_Set problem_: Write the listing out again, all of it, word for word.

──────────

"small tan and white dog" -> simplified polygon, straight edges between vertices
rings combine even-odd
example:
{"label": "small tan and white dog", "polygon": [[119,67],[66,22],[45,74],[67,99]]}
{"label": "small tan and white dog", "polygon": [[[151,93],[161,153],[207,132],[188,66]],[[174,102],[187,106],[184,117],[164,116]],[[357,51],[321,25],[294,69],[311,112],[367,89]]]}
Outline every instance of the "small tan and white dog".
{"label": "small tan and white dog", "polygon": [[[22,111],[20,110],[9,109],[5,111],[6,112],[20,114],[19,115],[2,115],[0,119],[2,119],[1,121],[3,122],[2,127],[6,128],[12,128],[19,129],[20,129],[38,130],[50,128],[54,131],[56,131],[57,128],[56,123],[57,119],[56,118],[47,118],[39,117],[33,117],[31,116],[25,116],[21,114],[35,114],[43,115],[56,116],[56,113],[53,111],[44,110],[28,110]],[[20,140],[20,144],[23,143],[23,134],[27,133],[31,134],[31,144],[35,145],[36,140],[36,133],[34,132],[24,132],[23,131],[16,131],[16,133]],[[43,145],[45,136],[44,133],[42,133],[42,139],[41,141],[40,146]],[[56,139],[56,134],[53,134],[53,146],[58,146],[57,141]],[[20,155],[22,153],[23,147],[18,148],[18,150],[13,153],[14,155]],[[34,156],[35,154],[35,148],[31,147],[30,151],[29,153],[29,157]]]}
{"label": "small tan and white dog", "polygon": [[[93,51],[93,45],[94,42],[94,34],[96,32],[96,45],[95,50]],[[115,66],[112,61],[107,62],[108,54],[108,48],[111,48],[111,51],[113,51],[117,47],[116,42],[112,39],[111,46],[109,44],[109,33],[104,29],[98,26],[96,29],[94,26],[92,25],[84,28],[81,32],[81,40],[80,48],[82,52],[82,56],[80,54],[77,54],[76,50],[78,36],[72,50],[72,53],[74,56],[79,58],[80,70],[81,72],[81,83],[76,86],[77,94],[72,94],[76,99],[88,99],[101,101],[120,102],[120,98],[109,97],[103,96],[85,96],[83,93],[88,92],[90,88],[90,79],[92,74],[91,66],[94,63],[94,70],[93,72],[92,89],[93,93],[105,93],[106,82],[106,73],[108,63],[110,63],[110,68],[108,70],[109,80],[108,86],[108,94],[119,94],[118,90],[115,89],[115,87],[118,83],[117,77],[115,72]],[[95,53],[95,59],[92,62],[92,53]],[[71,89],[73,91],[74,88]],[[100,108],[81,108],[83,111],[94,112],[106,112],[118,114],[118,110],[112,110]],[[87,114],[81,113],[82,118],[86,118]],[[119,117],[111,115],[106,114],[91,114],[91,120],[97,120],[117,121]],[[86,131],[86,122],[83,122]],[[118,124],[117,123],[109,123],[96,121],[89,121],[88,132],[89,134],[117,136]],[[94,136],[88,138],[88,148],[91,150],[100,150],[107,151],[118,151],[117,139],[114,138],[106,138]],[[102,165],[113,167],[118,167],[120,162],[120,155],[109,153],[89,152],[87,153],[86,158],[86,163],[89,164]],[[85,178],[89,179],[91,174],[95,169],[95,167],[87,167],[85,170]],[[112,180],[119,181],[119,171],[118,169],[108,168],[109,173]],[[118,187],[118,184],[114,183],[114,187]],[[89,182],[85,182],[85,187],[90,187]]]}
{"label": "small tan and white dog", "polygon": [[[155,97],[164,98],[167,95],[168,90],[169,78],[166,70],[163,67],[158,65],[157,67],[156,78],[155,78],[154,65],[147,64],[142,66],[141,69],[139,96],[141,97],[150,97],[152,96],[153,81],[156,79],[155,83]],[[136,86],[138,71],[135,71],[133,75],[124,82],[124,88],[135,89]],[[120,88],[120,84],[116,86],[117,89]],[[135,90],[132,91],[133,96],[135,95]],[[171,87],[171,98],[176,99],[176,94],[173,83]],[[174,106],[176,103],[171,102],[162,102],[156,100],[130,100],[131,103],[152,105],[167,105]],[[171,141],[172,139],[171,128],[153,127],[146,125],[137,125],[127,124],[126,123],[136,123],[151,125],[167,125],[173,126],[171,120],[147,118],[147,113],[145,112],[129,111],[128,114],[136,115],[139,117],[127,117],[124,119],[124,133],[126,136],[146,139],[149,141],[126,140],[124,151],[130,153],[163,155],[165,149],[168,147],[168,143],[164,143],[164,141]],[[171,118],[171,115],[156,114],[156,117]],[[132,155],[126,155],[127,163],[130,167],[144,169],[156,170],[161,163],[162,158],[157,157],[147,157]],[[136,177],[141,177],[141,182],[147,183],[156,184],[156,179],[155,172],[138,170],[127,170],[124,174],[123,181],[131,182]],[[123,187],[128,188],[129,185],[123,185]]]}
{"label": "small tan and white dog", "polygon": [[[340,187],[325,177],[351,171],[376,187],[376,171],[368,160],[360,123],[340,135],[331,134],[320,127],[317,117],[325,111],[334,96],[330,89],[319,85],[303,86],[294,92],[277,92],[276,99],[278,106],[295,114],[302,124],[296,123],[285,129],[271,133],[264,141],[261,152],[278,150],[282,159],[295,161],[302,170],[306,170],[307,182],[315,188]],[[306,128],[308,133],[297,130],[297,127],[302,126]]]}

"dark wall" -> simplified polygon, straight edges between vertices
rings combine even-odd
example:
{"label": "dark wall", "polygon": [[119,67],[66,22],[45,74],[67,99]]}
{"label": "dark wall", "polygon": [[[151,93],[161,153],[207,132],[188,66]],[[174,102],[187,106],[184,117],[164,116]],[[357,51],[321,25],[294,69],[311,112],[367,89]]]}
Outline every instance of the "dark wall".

──────────

_Response for this exercise_:
"small tan and white dog" -> simplified polygon, straight edges between vertices
rings combine even-odd
example:
{"label": "small tan and white dog", "polygon": [[119,67],[66,22],[45,74],[67,99]]}
{"label": "small tan and white dog", "polygon": [[[151,93],[161,153],[207,132],[188,66]],[[174,102],[187,106],[184,117],[164,116]],[[357,51],[321,25],[294,69],[311,112],[367,89]]]}
Outline every instance of the "small tan and white dog".
{"label": "small tan and white dog", "polygon": [[[22,111],[20,110],[9,109],[5,111],[6,112],[20,114],[19,115],[2,115],[0,119],[2,119],[1,121],[3,122],[2,127],[6,128],[12,128],[19,129],[20,129],[38,130],[50,128],[54,131],[56,131],[57,128],[56,123],[57,119],[56,118],[47,118],[39,117],[33,117],[31,116],[25,116],[21,114],[35,114],[43,115],[56,116],[56,113],[53,111],[44,110],[28,110]],[[20,140],[20,144],[23,143],[23,134],[27,133],[31,134],[31,144],[35,145],[36,140],[36,133],[34,132],[24,132],[23,131],[16,131],[16,133]],[[43,145],[45,136],[44,133],[42,133],[42,139],[41,141],[40,146]],[[56,139],[56,134],[53,134],[53,146],[58,146],[57,141]],[[20,155],[22,153],[23,147],[18,148],[18,150],[13,153],[14,155]],[[34,156],[35,154],[35,148],[31,147],[30,151],[29,153],[29,157]]]}
{"label": "small tan and white dog", "polygon": [[[93,51],[93,45],[94,42],[94,34],[96,32],[96,45],[95,50]],[[115,66],[112,61],[107,62],[108,54],[108,48],[111,48],[111,51],[113,51],[117,47],[116,42],[112,39],[111,46],[109,44],[109,33],[104,29],[98,26],[96,29],[94,26],[92,25],[84,28],[81,32],[81,40],[80,48],[82,52],[82,56],[80,54],[77,54],[76,50],[78,36],[72,50],[72,53],[74,56],[79,58],[80,70],[81,72],[81,83],[76,86],[77,94],[72,94],[76,99],[88,99],[101,101],[120,102],[120,98],[109,97],[103,96],[85,96],[83,93],[88,92],[90,88],[90,79],[92,74],[91,66],[94,63],[94,70],[93,72],[92,89],[93,93],[105,93],[106,82],[106,73],[108,63],[110,63],[110,68],[108,70],[109,80],[108,86],[108,94],[119,94],[118,90],[115,89],[115,87],[118,83],[117,77],[115,72]],[[95,53],[95,59],[92,62],[92,53]],[[71,89],[73,91],[74,88]],[[100,108],[81,108],[83,111],[94,112],[106,112],[118,114],[118,110],[112,110]],[[87,114],[81,113],[82,118],[86,118]],[[119,117],[111,115],[106,114],[91,114],[91,120],[97,120],[117,121]],[[86,131],[86,122],[83,122]],[[118,124],[117,123],[109,123],[96,121],[89,121],[88,132],[89,134],[117,136]],[[94,136],[88,138],[88,148],[91,150],[100,150],[107,151],[118,151],[117,139],[114,138],[106,138]],[[102,165],[113,167],[118,167],[120,162],[120,155],[109,153],[89,152],[87,153],[86,158],[86,163],[89,164]],[[85,178],[89,179],[91,174],[95,169],[95,167],[87,167],[85,170]],[[112,180],[119,181],[119,171],[118,169],[108,168],[109,173]],[[118,187],[118,184],[114,183],[114,187]],[[89,182],[85,182],[85,187],[90,187]]]}
{"label": "small tan and white dog", "polygon": [[[155,97],[164,98],[167,95],[168,90],[169,78],[166,70],[163,67],[158,65],[157,67],[156,78],[155,78],[154,65],[147,64],[142,66],[141,69],[139,96],[141,97],[150,97],[152,96],[153,81],[156,79],[155,83]],[[136,86],[138,71],[135,71],[133,75],[124,82],[124,88],[135,89]],[[120,88],[120,84],[116,86],[117,89]],[[135,90],[132,91],[133,96],[135,95]],[[171,87],[171,98],[176,99],[176,94],[173,83]],[[174,106],[176,103],[171,102],[162,102],[156,100],[130,100],[131,103],[152,105],[167,105]],[[171,141],[172,139],[171,128],[153,127],[146,125],[137,125],[127,124],[126,123],[136,123],[151,125],[167,125],[173,126],[171,120],[147,118],[147,113],[145,112],[129,111],[128,114],[136,115],[139,117],[127,117],[124,119],[124,133],[126,136],[146,139],[149,141],[126,140],[124,151],[130,153],[163,155],[165,149],[168,147],[168,143],[164,143],[164,141]],[[171,118],[171,115],[156,114],[156,117]],[[132,155],[126,155],[127,163],[130,167],[144,169],[156,170],[161,163],[162,158],[157,157],[147,157]],[[136,177],[141,177],[141,182],[147,183],[156,184],[156,179],[155,172],[138,170],[127,170],[124,174],[123,181],[131,182]],[[123,187],[128,188],[129,185],[123,185]]]}
{"label": "small tan and white dog", "polygon": [[[340,187],[325,177],[351,171],[376,187],[376,171],[368,160],[360,123],[340,135],[331,134],[320,127],[317,117],[325,111],[334,96],[330,89],[319,85],[303,86],[294,92],[277,92],[276,99],[278,106],[295,114],[302,124],[296,123],[285,129],[271,133],[264,141],[261,152],[278,150],[282,159],[295,161],[302,170],[306,170],[307,182],[315,188]],[[306,128],[308,133],[297,130],[297,127],[302,126]]]}

"dark wall" -> simplified polygon, straight edges between vertices
rings combine even-odd
example:
{"label": "dark wall", "polygon": [[119,67],[66,22],[45,74],[67,99]]}
{"label": "dark wall", "polygon": [[[151,93],[161,153],[207,132],[188,66]],[[174,102],[187,106],[184,117],[164,116]],[[357,51],[321,25],[294,69],[311,112],[367,89]]]}
Outline every instance of the "dark wall".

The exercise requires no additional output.